(Records from a dataset)
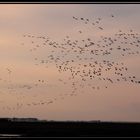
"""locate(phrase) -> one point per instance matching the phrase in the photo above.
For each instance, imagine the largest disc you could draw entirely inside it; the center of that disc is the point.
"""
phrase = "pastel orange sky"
(119, 102)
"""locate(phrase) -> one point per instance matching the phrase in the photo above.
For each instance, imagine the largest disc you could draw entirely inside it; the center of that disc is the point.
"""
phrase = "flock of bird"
(88, 63)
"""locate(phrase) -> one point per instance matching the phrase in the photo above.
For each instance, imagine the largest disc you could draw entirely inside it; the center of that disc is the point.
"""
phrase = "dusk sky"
(30, 88)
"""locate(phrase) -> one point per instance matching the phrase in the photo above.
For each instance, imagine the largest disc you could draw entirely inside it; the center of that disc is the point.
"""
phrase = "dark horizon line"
(45, 120)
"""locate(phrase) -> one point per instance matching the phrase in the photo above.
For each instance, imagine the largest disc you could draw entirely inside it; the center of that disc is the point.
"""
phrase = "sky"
(25, 82)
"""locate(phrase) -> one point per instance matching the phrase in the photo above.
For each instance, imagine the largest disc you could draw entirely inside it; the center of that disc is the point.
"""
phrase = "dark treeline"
(39, 128)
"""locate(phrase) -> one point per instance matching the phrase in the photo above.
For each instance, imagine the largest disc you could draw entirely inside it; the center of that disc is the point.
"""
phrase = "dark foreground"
(68, 129)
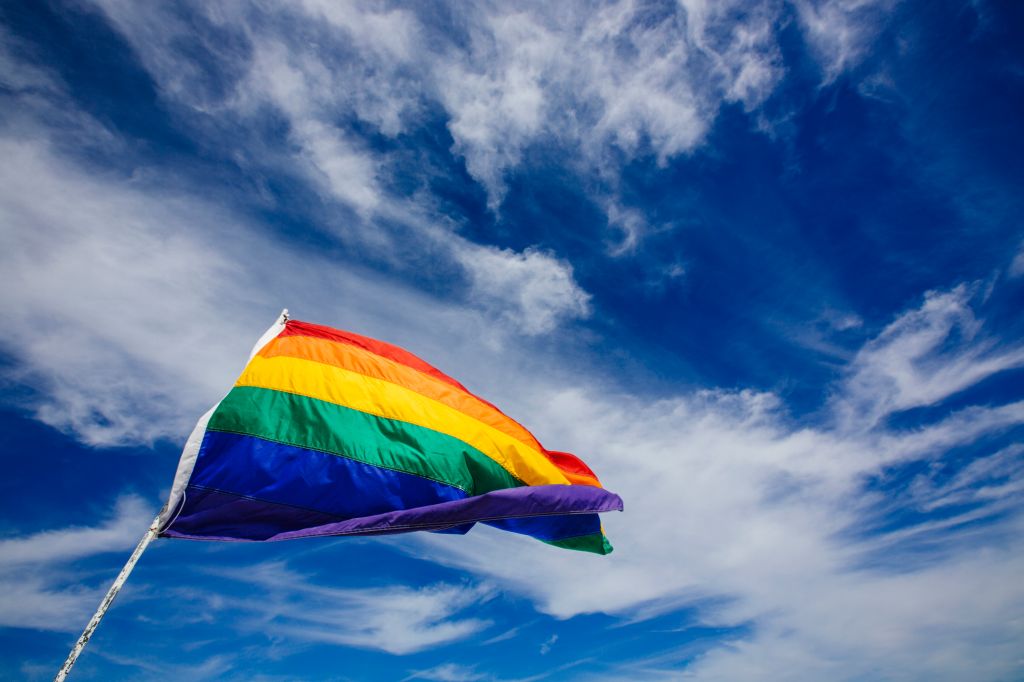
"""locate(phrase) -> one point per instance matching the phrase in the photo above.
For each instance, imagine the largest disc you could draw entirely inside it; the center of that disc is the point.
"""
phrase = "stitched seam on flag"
(498, 457)
(398, 421)
(477, 519)
(481, 401)
(444, 379)
(213, 488)
(403, 525)
(526, 438)
(560, 540)
(342, 456)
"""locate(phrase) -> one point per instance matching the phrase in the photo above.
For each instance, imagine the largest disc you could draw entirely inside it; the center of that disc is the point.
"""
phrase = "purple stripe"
(204, 512)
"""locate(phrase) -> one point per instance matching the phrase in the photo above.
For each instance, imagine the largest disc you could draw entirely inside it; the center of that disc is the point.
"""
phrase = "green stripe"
(596, 543)
(305, 422)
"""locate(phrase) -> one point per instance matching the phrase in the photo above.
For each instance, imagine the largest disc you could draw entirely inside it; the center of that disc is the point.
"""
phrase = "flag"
(331, 433)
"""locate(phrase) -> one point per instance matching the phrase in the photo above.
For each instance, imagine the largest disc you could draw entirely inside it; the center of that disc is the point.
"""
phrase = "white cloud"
(733, 509)
(840, 32)
(448, 673)
(41, 589)
(1017, 266)
(395, 620)
(531, 290)
(921, 358)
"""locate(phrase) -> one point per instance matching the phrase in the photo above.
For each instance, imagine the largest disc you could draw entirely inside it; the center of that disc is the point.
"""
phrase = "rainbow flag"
(331, 433)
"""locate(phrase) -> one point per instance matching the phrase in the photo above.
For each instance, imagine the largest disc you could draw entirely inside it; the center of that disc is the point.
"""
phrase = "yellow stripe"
(375, 396)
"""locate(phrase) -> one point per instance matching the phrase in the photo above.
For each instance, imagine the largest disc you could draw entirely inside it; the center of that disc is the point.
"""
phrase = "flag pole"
(103, 605)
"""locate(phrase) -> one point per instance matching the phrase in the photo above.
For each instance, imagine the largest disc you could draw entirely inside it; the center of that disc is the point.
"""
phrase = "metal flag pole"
(111, 594)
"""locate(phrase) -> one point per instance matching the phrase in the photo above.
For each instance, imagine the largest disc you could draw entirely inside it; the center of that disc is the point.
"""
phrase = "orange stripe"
(369, 364)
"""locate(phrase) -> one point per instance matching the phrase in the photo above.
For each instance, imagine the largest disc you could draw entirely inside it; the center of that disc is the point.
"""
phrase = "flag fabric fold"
(331, 433)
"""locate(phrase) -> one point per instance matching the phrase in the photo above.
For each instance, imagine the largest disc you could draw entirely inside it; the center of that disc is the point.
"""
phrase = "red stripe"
(564, 461)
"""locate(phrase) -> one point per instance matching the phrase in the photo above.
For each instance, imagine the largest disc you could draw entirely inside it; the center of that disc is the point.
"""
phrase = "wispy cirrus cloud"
(44, 589)
(757, 521)
(397, 620)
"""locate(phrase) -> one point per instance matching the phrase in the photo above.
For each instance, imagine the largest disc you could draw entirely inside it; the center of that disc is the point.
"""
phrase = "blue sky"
(761, 264)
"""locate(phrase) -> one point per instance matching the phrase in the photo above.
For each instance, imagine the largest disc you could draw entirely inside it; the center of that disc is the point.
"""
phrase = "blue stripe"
(285, 474)
(551, 527)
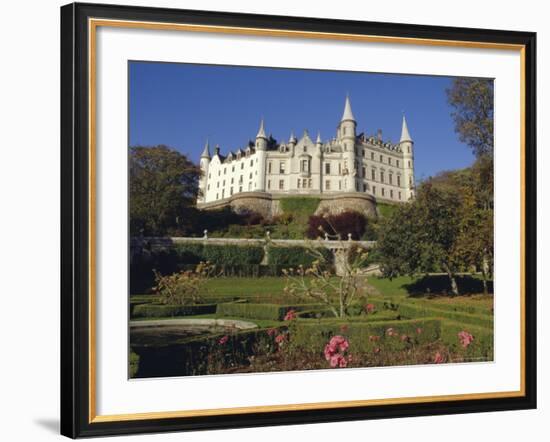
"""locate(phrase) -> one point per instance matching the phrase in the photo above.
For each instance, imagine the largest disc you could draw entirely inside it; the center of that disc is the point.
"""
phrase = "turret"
(292, 142)
(406, 144)
(347, 135)
(261, 148)
(204, 165)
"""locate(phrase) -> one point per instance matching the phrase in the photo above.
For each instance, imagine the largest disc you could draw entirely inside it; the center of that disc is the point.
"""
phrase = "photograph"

## [WORK TO COMPLETE]
Without the pictures, write out all of the material exactly.

## [RESPONSE]
"""locate(phrase) -> one point per instance matching the phrase in the photo above.
For each instance, imagine the largest disc you could draw entirely inside it; the center of that disc is the point.
"""
phrase = "pastel orange sky"
(119, 102)
"""locate(phrase) -> one point per instance matching the phrase in the photo above.
For each instance, imagine the largest disc you could draw entirely inside it; the center of that disc is the point.
"""
phrase = "flock of bird"
(88, 63)
"""locate(phrase) -> one point per instance matching the phrase in the photo above.
For each instance, imagine the largest disc you could draw entirely inside it; the center of that disc is the point.
"""
phrase = "dusk sky"
(30, 88)
"""locate(phrase) -> one point per instance matching the phrase in the photo above.
For each instance, imagine the largest disc you could draw entirely inside it; the center of that disc is the point.
"""
phrase = "dark horizon line"
(45, 120)
"""locate(phrase) -> one point per instance matching the phrase in the photo above.
For each instance, imagine the largest disc you could draw entirely inside it; the center of that disc is the point.
"""
phrase = "sky"
(25, 82)
"""locate(phrase) -> one point per instance matching the phrase in the photo above.
For each instance, imagine the largest disc you could draw entirely inside it; the center of that disc is the point.
"""
phrase = "dark treeline"
(39, 128)
"""locate(phrase) -> one point per instance matching the phrase in the photo above.
For each instance, imagine the largest disc you could draw entirely inside it; the center of that disc is the point.
"""
phrase = "dark foreground"
(68, 129)
"""locate(phrase) -> one point per instance matching the phrase in the photo above.
For each instance, imagine the largest disc you could draw entirely inside it; the center of that disc is the point.
"""
phrase = "stitched seam on flag"
(498, 457)
(398, 421)
(477, 519)
(481, 401)
(444, 379)
(213, 488)
(403, 525)
(526, 438)
(560, 540)
(342, 456)
"""locate(phrase) -> one point per instance matching the phrase in the photo above.
For each instance, imagine the largest disc you could draw entirely inside it; the center of that disc is the point.
"""
phrase = "purple stripe"
(204, 512)
"""locate(phrase) -> one point per instance matching the phrase in the photo above.
For each instance, imagine the largest disc you could draw entirely inside it; the center of that disc is the point.
"""
phrase = "green stripe"
(596, 543)
(305, 422)
"""locate(phrase) -> one point per instance matching the phrase in the photo above.
For each instance, imagine the largest disc you could draw entirely inside it; the center of that disc is the point.
"""
phrase = "flag"
(331, 433)
"""locate(phrase) -> one point per instance matching the phrase in the photo above.
For each instance, imagine the largest disc you could draw entirely inside it; the center of that disc is the point.
"""
phrase = "white cloud"
(733, 509)
(840, 32)
(448, 673)
(41, 589)
(1017, 266)
(395, 620)
(531, 290)
(921, 358)
"""locate(phrase) -> one point per instance matching the phrase in the photo above.
For each instance, imagine the largest disc you could draw entirely inside it; the center of that disc is the point.
"""
phrase = "rainbow flag"
(331, 433)
"""locate(phrase) -> one point per instance matching the phrase in the photo above.
For each instance, imagine the largest disc you could draw entirely inside it; the center of that disc is the point.
"""
phrase = "yellow stripe"
(375, 396)
"""locate(phrase) -> one point per instance matching the phrase in the photo above.
For each instance, imagine the largest disc you could draw entirely inside it; the center of that disc is the point.
"""
phrase = "flag pole"
(103, 605)
"""locate(phrase) -> one point per instance matching the phrase in the photo above.
For each instance, imagine the largest disc you could draw entirely inside it; the center of that disc is the point.
"""
phrase = "metal flag pole"
(111, 594)
"""locate(phrase) -> one point per instance matching the phrase in the photo above.
For each instance, imagine the largest disc you could draw entirely inside it; the center of that disc is the point.
"""
phrase = "orange stripe"
(369, 364)
"""locate(phrase) -> one point per instance matching the phrase in the photo above.
For each instance, imagine the largest disc you could draw entirely inside it; the center of that disc is the point.
"""
phrase = "flag fabric fold"
(331, 433)
"""locate(phrase) -> one point per instance matching the phrase in the photo above.
For each instance, imagine the largest disc you could draw entirely inside it; the center of that disc is the point.
"""
phrase = "red stripe"
(564, 461)
"""locate(phrase) -> one point per instance matching the phrase in the photo above.
For each instance, imagine the largest disc you could draw entirely inside it; the center of that disc is the point.
"""
phrase = "wispy cirrus cloud"
(44, 589)
(757, 521)
(397, 620)
"""locate(phrase) -> one point per instance matching the phrase in the photo above.
For each instance, imagine the largest disc you could draw entirely inside it; the center of that disc is the point.
"""
phrase = "blue sky"
(761, 264)
"""locate(phrase) -> one point per instance matching the phrase in the photo above.
For each instance, imagine the largest disc you could draw entirely inside it; the center of that disc is the point.
"""
phrase = "blue stripe"
(285, 474)
(551, 527)
"""locate(phrase) -> one point per instance matching the phrase in the photo above.
For each instance, imagine the largest disc you could draw entirely inside it; the center of that disc is the point.
"""
phrase = "turret"
(292, 142)
(406, 144)
(347, 135)
(261, 148)
(204, 165)
"""locate(phrase) -> one point per instance matching the phrase in the photo above.
For each instance, imagine the largest disc you could draw entirely inside it; the center of that disc is the point.
"""
phrase = "photograph"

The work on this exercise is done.